* **SET PROBLEM 1**
In the passage about the film Dirty, what award did Sweeney win at the 1998 Vancouver International Film Festival?

───

Katherine Monk of Southam News rated the film three stars, writing that "combined with Bruce Sweeney's economical and intuitive camera work, Dirty takes a relatively simple composition and turns it into a surreal, dark and somewhat disturbing picture of contemporary life. As a study of form, technique and emotional torture, Dirty is quite the coup. But as a film -- an increasingly mainstream medium that seems to demand visual cliches and classical dramatic pacing in order to be understood -- Dirty is a novelty that may be too challenging for most viewers."

Rick Groen of The Globe and Mail rated it two stars, writing that "Dirty tries to develop the ills of this fun bunch into a stark picture of misery's twin pillars, obsession and depression. Well, at least half the photo turns out -- watching all this is definitely depressing. I'm not suggesting that characters must be likable in order to be compelling -- even a pop confection like Seinfeld knew better than that. However, if the audience is to develop any empathy for them, something of their motivation and vulnerability and personal history needs to be explored, and precious little of that spadework gets done here."

==Awards==
At the 1998 Vancouver International Film Festival, Sweeney won the award for Best Emerging Western Canadian Director.

At the 1999 Leo Awards, Sivak won the award for Best Lead Actress in a Film. The film was nominated in eight other categories, including Best Film, Best Direction, Best Screenwriting, Best Editing, Best Cinematography, and acting nods for Chula, Scholte and Ratner.

───

* **SET PROBLEM 2**
Please update the entries below from the line containing "If you could pin the cookie" through the end of the entries, inclusive, replacing "position" with "location" and keeping everything else unchanged. Return only those lines.

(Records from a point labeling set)
───

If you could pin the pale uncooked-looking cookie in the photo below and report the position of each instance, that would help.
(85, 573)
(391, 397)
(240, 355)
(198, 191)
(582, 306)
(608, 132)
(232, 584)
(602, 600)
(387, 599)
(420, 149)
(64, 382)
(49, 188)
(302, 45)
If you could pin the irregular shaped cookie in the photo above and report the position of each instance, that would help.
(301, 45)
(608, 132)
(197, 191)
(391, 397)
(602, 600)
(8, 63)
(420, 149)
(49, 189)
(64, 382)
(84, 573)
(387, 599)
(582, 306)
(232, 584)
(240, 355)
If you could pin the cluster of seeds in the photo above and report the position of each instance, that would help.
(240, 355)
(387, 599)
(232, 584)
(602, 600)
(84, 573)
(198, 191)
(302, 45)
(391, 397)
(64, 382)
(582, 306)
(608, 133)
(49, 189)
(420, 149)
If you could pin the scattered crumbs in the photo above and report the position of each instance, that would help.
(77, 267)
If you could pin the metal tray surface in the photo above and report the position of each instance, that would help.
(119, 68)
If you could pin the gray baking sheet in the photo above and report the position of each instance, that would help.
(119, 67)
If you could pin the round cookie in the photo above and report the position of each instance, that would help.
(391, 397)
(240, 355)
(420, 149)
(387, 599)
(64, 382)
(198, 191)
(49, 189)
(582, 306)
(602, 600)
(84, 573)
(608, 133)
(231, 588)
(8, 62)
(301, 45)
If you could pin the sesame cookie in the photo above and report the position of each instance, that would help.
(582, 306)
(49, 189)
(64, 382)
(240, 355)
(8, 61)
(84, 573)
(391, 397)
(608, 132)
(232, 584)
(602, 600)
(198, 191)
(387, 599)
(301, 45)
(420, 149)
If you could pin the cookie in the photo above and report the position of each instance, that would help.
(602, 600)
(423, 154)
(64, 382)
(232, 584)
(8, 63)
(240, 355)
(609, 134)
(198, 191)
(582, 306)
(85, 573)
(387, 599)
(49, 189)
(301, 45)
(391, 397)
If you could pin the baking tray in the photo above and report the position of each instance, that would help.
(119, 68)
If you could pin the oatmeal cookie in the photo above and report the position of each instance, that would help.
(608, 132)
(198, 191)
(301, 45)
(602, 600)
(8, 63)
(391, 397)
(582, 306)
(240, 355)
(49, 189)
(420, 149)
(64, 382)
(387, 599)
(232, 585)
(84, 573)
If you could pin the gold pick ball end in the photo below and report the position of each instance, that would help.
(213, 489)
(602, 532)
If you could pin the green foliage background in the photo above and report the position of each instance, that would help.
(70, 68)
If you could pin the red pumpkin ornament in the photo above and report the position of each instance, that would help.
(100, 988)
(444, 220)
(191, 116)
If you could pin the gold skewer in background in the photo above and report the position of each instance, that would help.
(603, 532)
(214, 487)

───

* **WRITTEN REPLY 1**
Best Emerging Western Canadian Director.

* **WRITTEN REPLY 2**
If you could pin the cookie in the photo above and report the location of each instance, that would help.
(602, 600)
(423, 154)
(64, 382)
(232, 584)
(8, 63)
(240, 355)
(609, 134)
(198, 191)
(582, 306)
(85, 573)
(387, 599)
(49, 189)
(301, 45)
(391, 397)
If you could pin the baking tray in the photo above and report the location of each instance, that would help.
(119, 68)
If you could pin the oatmeal cookie in the photo above and report the location of each instance, that would help.
(608, 132)
(198, 191)
(301, 45)
(602, 600)
(8, 63)
(391, 397)
(582, 306)
(240, 355)
(49, 189)
(420, 149)
(64, 382)
(387, 599)
(232, 585)
(84, 573)
If you could pin the gold pick ball end in the photo below and report the location of each instance, that would help.
(213, 489)
(602, 532)
If you could pin the green foliage background in the photo above and report the location of each instance, that would help.
(70, 68)
If you could pin the red pumpkin ornament in the photo above and report the location of each instance, that would help.
(100, 988)
(444, 220)
(191, 116)
If you could pin the gold skewer in background in the photo above and report the location of each instance, that would help.
(603, 532)
(214, 487)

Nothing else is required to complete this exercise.